Énoncé: Dans le texte sur le massacre de Lubumbashi, relevez toutes les localités où des manifestants ont voulu « hâter la démocratisation du régime ».

Texte de lecture:
....
Nuit du 11 au 12 mai 1990 : massacre d’étudiants à Lubumbashi
11-12 mai 1990 : il y a 19 ans, jour pour jour, qu’une tuerie aveugle a eu lieu sur le campus de Lubumbashi. Bien que le nombre de morts demeure inconnu jusqu’aujourd’hui, on a parlé de massacre de Lubumbashi puisque, selon plusieurs sources indépendantes concordantes, des dizaines d’étudiants non originaires de la province de l’Equateur ont été soit égorgées, soit abattus par des armes munies d’un silencieux par des éléments de la Division spéciale présidentielle (DSP) de Mobutu dépêchés sur les lieux par Kinshasa. Ci-dessous, le récit d’un Belge.
Dans la nuit du 11 mai, une cinquantaine d’étudiants ont été sauvagement assassinés par des hommes de l’unité d’élite du maréchal Mobutu. Un massacre a eu lieu sur le campus de l’université de Lubumbashi. Selon des témoignages concordants, une cinquantaine d’étudiants ont été sauvagement massacrés, à l’arme blanche, par un détachement de la Brigade spéciale présidentielle (BSP), l’unité «d’élite» du maréchal Mobutu, dépêchée sur place depuis la capitale Kinshasa. Les faits remontent à la nuit du 11 au 12 mai 1990.
Selon la version officielle, le campus de Lubumbashi n’a jamais été que le théâtre d’affrontements «entre étudiants de factions rivales. Il y aurait eu «14 blessés, dont trois grièvement atteints». Dans un premier temps, rien n’est dit sur une intervention des forces de l’ordre. Puis les premières informations sur le massacre parviennent à Kinshasa et, enfin, en Europe. Les autorités précisent alors que «les forces de l’ordre ont été contraintes de s’interposer». Selon les témoignages rapportés par le quotidien belge le Soir, il s’agirait plutôt d’une effroyable tuerie mêlant vengeance tribale et répression politique.
En annonçant, le 24 avril 1990, la fin du parti unique, la séparation des pouvoirs, la «dépolitisation» de l’armée et de l’administration ainsi que l’introduction du «tripartisme», le maréchal Mobutu a voulu ouvrir les portes démocratiques avant qu’elles ne soient enfoncées. Aussitôt, à Kinshasa, à Kisangani et à Bukavu, des manifestants ont voulu – selon un tract – «hâter la démocratisation du régime», trop longtemps attendue. Cette ouverture démocratique, décrétée par le dictateur Mobutu, lui-même, a aussitôt été bloquée par une volte-face officielle suivie d’un «avertissement».
....
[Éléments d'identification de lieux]
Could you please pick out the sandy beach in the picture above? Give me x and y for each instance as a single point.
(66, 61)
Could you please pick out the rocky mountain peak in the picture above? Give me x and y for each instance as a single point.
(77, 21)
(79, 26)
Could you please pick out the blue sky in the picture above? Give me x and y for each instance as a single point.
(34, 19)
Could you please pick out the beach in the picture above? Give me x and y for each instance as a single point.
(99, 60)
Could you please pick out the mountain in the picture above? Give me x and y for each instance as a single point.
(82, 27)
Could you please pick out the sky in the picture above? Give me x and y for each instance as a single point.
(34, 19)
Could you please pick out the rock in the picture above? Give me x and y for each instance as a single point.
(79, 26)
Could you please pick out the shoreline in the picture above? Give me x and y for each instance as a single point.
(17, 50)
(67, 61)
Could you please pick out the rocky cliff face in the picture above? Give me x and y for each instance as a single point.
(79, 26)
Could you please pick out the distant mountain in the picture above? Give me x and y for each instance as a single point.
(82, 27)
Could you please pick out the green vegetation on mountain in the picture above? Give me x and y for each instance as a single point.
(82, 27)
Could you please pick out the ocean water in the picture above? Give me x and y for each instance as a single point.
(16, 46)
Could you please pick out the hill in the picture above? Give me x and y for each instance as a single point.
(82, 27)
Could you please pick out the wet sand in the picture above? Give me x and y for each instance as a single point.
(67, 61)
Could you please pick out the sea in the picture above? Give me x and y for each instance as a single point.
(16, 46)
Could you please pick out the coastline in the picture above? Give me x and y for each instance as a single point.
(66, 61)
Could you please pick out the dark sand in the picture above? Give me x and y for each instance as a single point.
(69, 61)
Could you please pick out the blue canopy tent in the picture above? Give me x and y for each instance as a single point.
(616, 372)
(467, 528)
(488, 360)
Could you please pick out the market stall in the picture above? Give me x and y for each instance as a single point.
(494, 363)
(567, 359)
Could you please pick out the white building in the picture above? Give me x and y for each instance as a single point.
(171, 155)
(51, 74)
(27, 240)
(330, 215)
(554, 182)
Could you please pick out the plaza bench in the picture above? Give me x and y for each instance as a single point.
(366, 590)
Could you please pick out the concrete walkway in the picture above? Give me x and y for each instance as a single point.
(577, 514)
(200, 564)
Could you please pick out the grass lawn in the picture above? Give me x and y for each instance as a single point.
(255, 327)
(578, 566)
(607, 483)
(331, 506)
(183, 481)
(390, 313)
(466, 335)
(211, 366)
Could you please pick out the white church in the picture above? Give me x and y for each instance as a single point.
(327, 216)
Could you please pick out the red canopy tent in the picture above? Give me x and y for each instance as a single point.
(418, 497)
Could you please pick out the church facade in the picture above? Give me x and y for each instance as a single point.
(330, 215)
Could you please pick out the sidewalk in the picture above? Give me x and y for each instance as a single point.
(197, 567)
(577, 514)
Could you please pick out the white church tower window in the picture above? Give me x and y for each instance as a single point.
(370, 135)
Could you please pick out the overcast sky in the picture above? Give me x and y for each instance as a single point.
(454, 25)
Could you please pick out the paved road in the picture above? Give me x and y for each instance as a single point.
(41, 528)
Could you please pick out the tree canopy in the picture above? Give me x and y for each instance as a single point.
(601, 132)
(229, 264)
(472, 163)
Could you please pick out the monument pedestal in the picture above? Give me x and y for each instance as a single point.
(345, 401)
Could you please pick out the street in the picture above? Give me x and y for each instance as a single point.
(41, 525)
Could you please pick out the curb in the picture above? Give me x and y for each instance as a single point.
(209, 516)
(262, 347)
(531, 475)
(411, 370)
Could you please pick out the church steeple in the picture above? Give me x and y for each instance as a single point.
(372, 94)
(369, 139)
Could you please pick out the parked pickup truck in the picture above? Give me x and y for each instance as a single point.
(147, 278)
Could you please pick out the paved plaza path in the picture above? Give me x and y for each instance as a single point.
....
Corrigé: Kinshasa, Kisangani et Bukavu.